--- start Source ---
One or both of the memory 620 or the storage device(s) 630 may include one or more computer-readable storage media (CRSM). The CRSM may include one or more of an electronic storage medium, a magnetic storage medium, an optical storage medium, a magneto-optical storage medium, a quantum storage medium, a mechanical computer storage medium, and so forth. The CRSM may provide storage of computer-readable instructions describing data structures, processes, applications, programs, other modules, or other data for the operation of the system 600. In some implementations, the CRSM may include a data store that provides storage of computer-readable instructions or other information in a non-transitory format. The CRSM may be incorporated into the system 600 or may be external with respect to the system 600. The CRSM may include read-only memory, random access memory, or both. One or more CRSM suitable for tangibly embodying computer program instructions and data may include any type of non-volatile memory, including but not limited to: semiconductor memory devices, such as EPROM, EEPROM, and flash memory devices; magnetic disks such as internal hard disks and removable disks; magneto-optical disks; and CD-ROM and DVD-ROM disks. In some examples, the processor(s) 610 and the memory 620 may be supplemented by, or incorporated into, one or more application-specific integrated circuits (ASICs).

The system 600 may include one or more I/O devices 650. The I/O device(s) 650 may include one or more input devices such as a keyboard, a mouse, a pen, a game controller, a touch input device, an audio input device (e.g., a microphone), a gestural input device, a haptic input device, an image or video capture device (e.g., a camera), or other devices. In some examples, the I/O device(s) 650 may also include one or more output devices such as a display, LED(s), an audio output device (e.g., a speaker), a printer, a haptic output device, and so forth. The I/O device(s) 650 may be physically incorporated in one or more computing devices of the system 600, or may be external with respect to one or more computing devices of the system 600.
--- end Source ---
Your tasks:
a) Reproduce word for word the part of the storage and I/O passage that opens with the words "The system 600 may" and closes with "devices of the system 600.".
b) Name every output device the storage and I/O passage gives as an example.
The listing after this passage is not needed for anything here.
--- start Given data ---
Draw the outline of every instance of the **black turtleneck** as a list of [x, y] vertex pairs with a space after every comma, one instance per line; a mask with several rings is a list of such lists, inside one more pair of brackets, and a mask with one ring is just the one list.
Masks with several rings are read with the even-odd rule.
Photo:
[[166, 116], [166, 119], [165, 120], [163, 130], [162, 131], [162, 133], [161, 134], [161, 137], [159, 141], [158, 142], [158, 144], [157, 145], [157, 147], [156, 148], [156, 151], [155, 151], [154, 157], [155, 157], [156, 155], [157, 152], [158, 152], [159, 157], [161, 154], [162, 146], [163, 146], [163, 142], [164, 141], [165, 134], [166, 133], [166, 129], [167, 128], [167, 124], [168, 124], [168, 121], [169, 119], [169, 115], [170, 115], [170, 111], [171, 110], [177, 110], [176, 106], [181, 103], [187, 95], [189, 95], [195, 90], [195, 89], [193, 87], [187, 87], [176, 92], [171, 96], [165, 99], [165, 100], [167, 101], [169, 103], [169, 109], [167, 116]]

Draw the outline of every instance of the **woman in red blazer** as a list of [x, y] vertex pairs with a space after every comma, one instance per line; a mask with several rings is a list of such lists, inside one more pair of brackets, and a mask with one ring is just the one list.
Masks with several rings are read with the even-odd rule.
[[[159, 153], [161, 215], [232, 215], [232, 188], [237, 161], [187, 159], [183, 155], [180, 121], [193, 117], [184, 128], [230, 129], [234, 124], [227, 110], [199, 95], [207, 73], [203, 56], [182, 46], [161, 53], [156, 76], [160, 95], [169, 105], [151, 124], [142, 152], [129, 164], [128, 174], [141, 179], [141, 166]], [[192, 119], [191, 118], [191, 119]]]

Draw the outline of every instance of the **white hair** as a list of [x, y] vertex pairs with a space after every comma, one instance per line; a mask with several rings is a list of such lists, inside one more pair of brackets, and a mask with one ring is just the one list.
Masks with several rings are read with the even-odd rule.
--- end Given data ---
Task responses:
a)
The system 600 may include one or more I/O devices 650. The I/O device(s) 650 may include one or more input devices such as a keyboard, a mouse, a pen, a game controller, a touch input device, an audio input device (e.g., a microphone), a gestural input device, a haptic input device, an image or video capture device (e.g., a camera), or other devices. In some examples, the I/O device(s) 650 may also include one or more output devices such as a display, LED(s), an audio output device (e.g., a speaker), a printer, a haptic output device, and so forth. The I/O device(s) 650 may be physically incorporated in one or more computing devices of the system 600, or may be external with respect to one or more computing devices of the system 600.

b)
- a display
- LED(s)
- an audio output device (e.g., a speaker)
- a printer
- a haptic output device